• [Task instructions]
• 1. In the article on COVID-19 advice for Columbus protesters, what hours is the new testing facility open?
• 2. Write out the passage of the COVID-19 article word for word, starting with "COLUMBUS (WCMH) —" and going on through "themselves, as well.".

• [Selected text]
☆ ☆ ☆ ☆ ☆

Columbus Public Health Commissioner urges protesters to monitor themselves for COVID-19


COLUMBUS (WCMH) — Columbus Public Health Commissioner Dr. Mysheika Roberts is sharing advice for those who attended one or more of the protests during the past two weeks in Columbus.

Roberts told NBC4 that she has not seen a spike in COVID-19 cases due to the demonstrations downtown, but she added those who protested should still be cautious.

“I would say if you’ve been involved in the protests, you should really be monitoring yourself for any signs or symptoms of COVID-19,” Roberts explained. “If you get sick, you should definitely get tested. If you’re around someone with a compromised immune system, you might want to consider limiting your interaction with that person. So, if you do get sick, you don’t spread the virus to them.”

Roberts also said those who attended the protests may consider quarantining themselves, as well.

“If they were down there, especially for several hours and several days, I would highly recommend they limit their interactions with individuals and try to quarantine as best they can for 14 days from the last time they were there,” she said.

NBC4 spoke with Roberts outside of the Columbus Public Health headquarters, where a new, free community testing facility opened Wednesday.

The site, located at 240 Parsons Avenue, will be operated by OhioHealth, The Ohio State University’s Wexner Medical Center and Mount Carmel.

Medical professionals will be on hand to administer COVID-19 tests to individuals with symptoms.

Those wanting a test must first schedule an appointment by calling (614) 645-1519. Additional information can also be found by clicking here.

The testing facility will be open from 9 a.m. to 4 p.m. Monday through Friday.

☆ ☆ ☆ ☆ ☆

• [Extracted data]
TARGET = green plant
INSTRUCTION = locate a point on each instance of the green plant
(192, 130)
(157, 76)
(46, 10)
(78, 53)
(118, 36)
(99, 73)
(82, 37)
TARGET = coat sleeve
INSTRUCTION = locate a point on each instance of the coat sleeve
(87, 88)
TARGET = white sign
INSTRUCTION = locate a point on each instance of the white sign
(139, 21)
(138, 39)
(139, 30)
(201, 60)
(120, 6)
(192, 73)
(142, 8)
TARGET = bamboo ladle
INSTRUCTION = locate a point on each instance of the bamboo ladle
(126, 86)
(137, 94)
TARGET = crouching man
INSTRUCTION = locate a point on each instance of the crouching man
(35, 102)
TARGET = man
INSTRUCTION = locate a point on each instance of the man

☆ ☆ ☆ ☆ ☆

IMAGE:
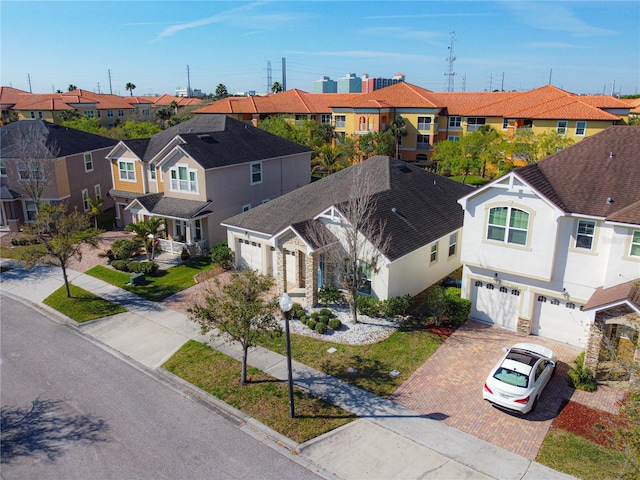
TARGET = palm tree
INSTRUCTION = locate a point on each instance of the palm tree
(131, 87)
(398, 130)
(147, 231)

☆ ☆ ☆ ☆ ☆

• [Answers to each task]
• 1. It is open from 9 a.m. to 4 p.m., Monday through Friday.

• 2.
COLUMBUS (WCMH) — Columbus Public Health Commissioner Dr. Mysheika Roberts is sharing advice for those who attended one or more of the protests during the past two weeks in Columbus.

Roberts told NBC4 that she has not seen a spike in COVID-19 cases due to the demonstrations downtown, but she added those who protested should still be cautious.

“I would say if you’ve been involved in the protests, you should really be monitoring yourself for any signs or symptoms of COVID-19,” Roberts explained. “If you get sick, you should definitely get tested. If you’re around someone with a compromised immune system, you might want to consider limiting your interaction with that person. So, if you do get sick, you don’t spread the virus to them.”

Roberts also said those who attended the protests may consider quarantining themselves, as well.